The expected response consists solely of the lines from the line with "the black knit hat" through the last line of the material below, copied exactly.

__________________________________________________

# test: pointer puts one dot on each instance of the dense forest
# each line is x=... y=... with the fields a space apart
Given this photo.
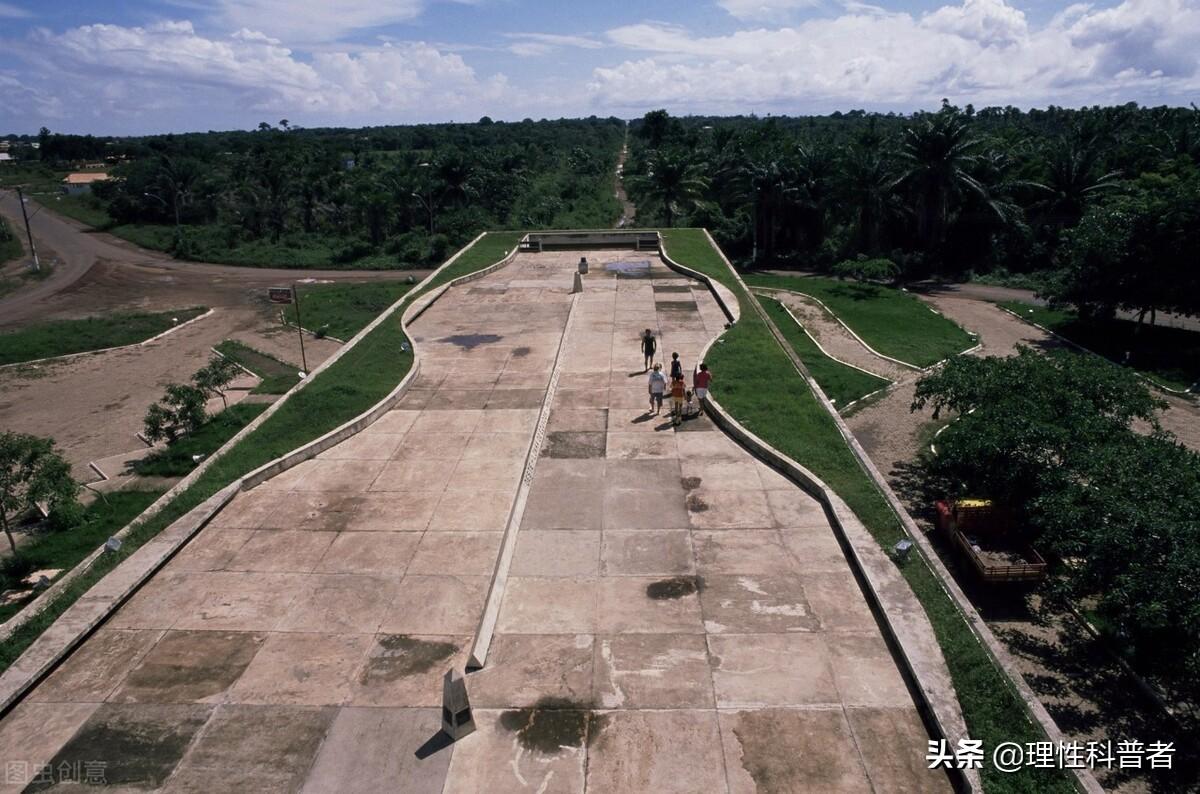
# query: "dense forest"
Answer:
x=1099 y=206
x=381 y=197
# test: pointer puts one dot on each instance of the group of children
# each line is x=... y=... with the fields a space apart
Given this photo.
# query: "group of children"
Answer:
x=684 y=402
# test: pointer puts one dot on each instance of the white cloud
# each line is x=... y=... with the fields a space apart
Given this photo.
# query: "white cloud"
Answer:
x=315 y=20
x=982 y=52
x=766 y=10
x=142 y=71
x=9 y=11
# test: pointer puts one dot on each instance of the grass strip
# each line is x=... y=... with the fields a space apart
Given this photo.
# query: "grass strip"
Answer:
x=841 y=384
x=177 y=459
x=64 y=337
x=755 y=380
x=64 y=549
x=891 y=320
x=345 y=310
x=364 y=376
x=277 y=377
x=1167 y=355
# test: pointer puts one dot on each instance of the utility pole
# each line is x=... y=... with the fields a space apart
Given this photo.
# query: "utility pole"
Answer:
x=304 y=360
x=24 y=214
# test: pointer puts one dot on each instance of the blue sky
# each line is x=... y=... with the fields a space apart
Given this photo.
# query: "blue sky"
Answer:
x=148 y=66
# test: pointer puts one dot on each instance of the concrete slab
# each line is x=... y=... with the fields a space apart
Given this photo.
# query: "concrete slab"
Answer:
x=792 y=750
x=657 y=751
x=93 y=673
x=538 y=606
x=756 y=671
x=407 y=669
x=190 y=667
x=561 y=552
x=383 y=553
x=652 y=672
x=139 y=745
x=436 y=605
x=253 y=749
x=303 y=669
x=756 y=603
x=525 y=669
x=372 y=750
x=646 y=552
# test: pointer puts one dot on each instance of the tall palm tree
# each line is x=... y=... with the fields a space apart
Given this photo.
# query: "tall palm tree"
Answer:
x=936 y=156
x=673 y=181
x=1072 y=176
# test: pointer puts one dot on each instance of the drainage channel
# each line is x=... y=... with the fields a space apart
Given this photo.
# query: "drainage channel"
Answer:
x=483 y=641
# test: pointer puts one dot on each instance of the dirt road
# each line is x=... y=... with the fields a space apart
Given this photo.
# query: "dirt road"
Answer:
x=93 y=405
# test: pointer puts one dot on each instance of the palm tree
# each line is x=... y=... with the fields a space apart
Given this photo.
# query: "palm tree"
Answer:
x=1072 y=176
x=936 y=156
x=675 y=182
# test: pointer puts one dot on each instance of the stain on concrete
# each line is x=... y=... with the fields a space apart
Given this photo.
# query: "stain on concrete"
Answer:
x=551 y=725
x=675 y=588
x=471 y=341
x=397 y=656
x=575 y=444
x=141 y=745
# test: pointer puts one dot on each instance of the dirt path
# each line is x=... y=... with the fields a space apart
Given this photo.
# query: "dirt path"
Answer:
x=838 y=342
x=95 y=272
x=1087 y=695
x=628 y=211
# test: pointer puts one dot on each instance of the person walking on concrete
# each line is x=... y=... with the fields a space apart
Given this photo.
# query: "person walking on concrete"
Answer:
x=678 y=391
x=700 y=382
x=658 y=386
x=649 y=347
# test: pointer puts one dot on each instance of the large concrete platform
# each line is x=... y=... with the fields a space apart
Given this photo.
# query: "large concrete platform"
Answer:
x=677 y=617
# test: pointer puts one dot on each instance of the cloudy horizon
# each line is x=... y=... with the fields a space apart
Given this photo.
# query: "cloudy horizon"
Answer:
x=175 y=65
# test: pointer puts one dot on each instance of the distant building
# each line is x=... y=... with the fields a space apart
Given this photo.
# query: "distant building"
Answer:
x=81 y=182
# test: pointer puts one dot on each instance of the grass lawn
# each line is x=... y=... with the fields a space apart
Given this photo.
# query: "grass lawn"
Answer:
x=101 y=519
x=891 y=320
x=10 y=244
x=841 y=384
x=175 y=459
x=345 y=310
x=64 y=337
x=1168 y=356
x=354 y=383
x=755 y=380
x=277 y=376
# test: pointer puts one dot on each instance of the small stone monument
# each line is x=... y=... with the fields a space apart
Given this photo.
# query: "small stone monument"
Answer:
x=457 y=721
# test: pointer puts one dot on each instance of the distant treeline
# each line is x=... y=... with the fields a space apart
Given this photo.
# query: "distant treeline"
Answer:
x=1101 y=205
x=376 y=197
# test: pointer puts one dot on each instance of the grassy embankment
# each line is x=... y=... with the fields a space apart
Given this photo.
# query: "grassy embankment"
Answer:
x=841 y=384
x=277 y=376
x=1165 y=355
x=755 y=380
x=345 y=310
x=64 y=337
x=354 y=383
x=177 y=459
x=64 y=549
x=891 y=320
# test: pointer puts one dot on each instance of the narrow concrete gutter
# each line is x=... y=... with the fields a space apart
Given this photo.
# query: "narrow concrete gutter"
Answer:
x=1084 y=779
x=119 y=584
x=497 y=587
x=901 y=617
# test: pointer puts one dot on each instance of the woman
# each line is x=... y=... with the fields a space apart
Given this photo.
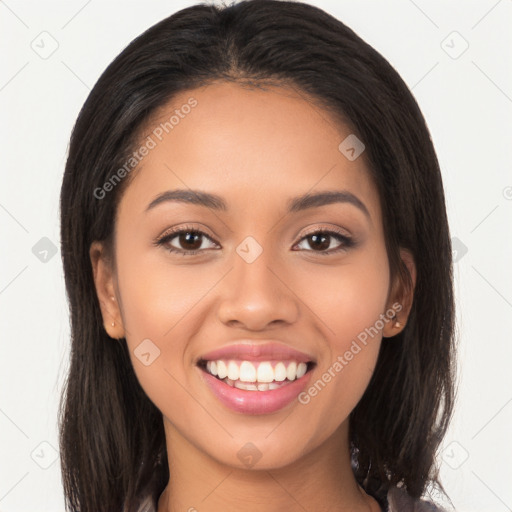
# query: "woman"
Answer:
x=258 y=265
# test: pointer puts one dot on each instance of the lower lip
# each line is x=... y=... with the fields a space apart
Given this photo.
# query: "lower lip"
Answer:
x=255 y=402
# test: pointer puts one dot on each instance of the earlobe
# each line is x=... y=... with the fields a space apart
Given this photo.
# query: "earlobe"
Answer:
x=105 y=290
x=402 y=298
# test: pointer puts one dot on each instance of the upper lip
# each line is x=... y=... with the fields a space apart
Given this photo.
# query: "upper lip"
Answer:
x=250 y=351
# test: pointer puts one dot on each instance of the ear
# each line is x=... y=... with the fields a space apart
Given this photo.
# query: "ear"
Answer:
x=106 y=290
x=401 y=297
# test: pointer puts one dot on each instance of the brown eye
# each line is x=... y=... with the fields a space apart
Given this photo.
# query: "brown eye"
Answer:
x=321 y=242
x=185 y=241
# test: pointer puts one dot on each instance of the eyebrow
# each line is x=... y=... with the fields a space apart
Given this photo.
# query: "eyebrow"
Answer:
x=296 y=204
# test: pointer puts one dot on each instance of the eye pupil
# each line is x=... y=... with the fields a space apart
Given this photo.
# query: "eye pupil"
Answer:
x=188 y=237
x=322 y=245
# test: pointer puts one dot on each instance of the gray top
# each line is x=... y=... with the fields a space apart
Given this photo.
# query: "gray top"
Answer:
x=398 y=501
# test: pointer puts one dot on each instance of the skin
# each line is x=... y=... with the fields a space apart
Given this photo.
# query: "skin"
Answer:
x=255 y=148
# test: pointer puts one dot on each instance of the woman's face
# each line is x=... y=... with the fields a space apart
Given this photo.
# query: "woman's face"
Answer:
x=259 y=275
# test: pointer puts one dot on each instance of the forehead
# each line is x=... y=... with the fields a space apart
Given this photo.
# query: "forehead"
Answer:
x=247 y=144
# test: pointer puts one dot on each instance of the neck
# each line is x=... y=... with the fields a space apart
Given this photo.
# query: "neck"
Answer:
x=321 y=480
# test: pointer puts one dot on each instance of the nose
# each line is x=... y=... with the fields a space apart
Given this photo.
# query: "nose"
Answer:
x=257 y=295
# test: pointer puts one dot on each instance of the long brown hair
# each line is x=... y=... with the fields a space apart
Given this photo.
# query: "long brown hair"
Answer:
x=111 y=435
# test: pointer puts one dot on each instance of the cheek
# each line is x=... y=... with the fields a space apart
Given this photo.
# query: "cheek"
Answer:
x=349 y=300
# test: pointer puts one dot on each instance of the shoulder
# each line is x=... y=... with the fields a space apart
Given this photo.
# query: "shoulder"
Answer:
x=400 y=501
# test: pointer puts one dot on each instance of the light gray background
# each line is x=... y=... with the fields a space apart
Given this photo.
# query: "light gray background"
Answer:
x=466 y=97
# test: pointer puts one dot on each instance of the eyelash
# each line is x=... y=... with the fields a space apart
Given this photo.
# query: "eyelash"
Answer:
x=347 y=242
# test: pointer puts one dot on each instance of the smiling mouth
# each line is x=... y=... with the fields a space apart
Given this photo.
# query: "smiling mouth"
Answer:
x=256 y=375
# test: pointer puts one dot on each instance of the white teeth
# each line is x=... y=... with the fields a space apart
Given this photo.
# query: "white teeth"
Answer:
x=291 y=372
x=280 y=372
x=222 y=371
x=233 y=371
x=301 y=370
x=263 y=374
x=247 y=372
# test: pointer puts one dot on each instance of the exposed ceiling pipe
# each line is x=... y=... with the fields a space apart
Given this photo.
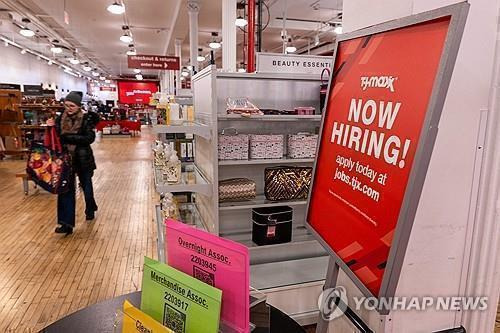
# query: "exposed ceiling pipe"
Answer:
x=251 y=37
x=23 y=11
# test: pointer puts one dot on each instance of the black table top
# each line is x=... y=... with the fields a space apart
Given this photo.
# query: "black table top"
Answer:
x=101 y=317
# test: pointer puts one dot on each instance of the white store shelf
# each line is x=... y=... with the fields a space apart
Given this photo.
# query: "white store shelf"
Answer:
x=188 y=128
x=269 y=117
x=191 y=181
x=259 y=201
x=299 y=234
x=267 y=161
x=195 y=221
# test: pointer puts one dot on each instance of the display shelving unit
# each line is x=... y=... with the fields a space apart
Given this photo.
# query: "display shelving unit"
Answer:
x=282 y=271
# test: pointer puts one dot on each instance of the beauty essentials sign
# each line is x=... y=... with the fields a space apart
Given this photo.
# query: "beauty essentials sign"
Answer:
x=292 y=64
x=218 y=262
x=378 y=131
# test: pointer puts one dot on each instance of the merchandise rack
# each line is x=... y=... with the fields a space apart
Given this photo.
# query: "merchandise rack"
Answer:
x=283 y=271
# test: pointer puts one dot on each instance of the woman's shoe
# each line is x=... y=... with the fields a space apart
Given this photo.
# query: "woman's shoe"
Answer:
x=64 y=229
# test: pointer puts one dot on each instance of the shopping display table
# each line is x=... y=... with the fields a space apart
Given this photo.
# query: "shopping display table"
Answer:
x=101 y=317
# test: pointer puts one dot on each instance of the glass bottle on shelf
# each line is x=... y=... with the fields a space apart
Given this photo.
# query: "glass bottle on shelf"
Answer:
x=172 y=170
x=169 y=207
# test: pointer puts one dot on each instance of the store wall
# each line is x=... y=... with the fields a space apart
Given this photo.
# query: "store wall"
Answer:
x=26 y=69
x=436 y=261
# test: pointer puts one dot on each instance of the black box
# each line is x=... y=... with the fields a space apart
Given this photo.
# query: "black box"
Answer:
x=272 y=225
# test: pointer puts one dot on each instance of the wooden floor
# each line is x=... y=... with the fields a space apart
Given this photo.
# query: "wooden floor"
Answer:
x=45 y=276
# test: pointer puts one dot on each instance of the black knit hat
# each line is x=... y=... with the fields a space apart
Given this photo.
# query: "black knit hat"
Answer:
x=75 y=97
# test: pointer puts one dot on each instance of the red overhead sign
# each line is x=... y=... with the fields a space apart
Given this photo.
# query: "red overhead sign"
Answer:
x=136 y=92
x=154 y=62
x=378 y=102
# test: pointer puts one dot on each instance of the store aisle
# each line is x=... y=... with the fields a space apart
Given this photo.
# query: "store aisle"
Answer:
x=45 y=276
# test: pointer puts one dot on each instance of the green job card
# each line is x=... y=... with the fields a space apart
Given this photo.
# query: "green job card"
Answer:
x=179 y=301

__________________________________________________

- _Completed exercise_
# test: pointer puts one dot on each instance of the black knit hat
# each line is x=... y=... with the fields a space apart
Given this photo.
# query: "black knit hat"
Answer:
x=75 y=97
# test: pointer puts one dot on each instance of the red overhead sign
# each line is x=... y=... with the fields a space apart
Given this photo.
# query: "red overhead sign"
Answer:
x=136 y=92
x=154 y=62
x=378 y=102
# test: pointer puts one dot on each instance of the store aisle
# each line is x=... y=... with the fields a space apart
Given this photo.
# query: "store aisle"
Answer:
x=45 y=276
# test: pointer puts one dot on each instance of the green job card
# each line is x=... y=... with the fields a space apart
Given this photo.
# query: "green job card"
Answer:
x=179 y=301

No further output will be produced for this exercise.